* BEGIN *

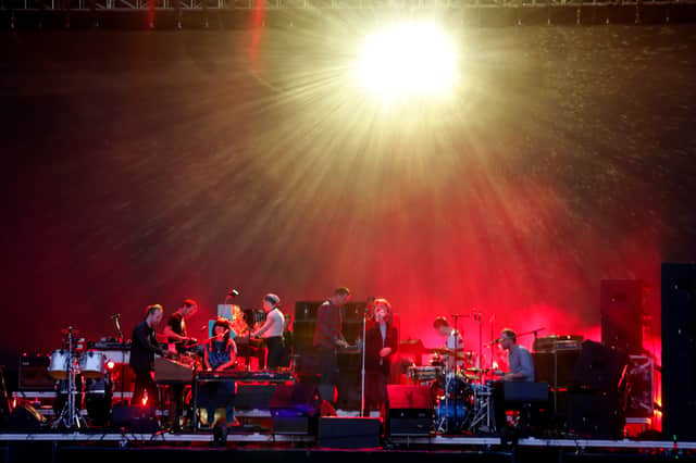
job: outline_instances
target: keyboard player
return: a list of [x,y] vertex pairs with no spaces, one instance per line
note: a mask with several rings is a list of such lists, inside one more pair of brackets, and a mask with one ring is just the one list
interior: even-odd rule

* END *
* BEGIN *

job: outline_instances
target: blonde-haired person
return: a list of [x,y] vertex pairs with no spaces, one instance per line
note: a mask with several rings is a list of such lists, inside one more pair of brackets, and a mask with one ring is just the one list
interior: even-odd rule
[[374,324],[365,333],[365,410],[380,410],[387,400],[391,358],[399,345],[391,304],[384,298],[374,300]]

* END *

**Set problem**. List each line in the listing above that contains the string "target". Matches must have the same case.

**Task result**.
target: keyboard player
target: blonde-haired person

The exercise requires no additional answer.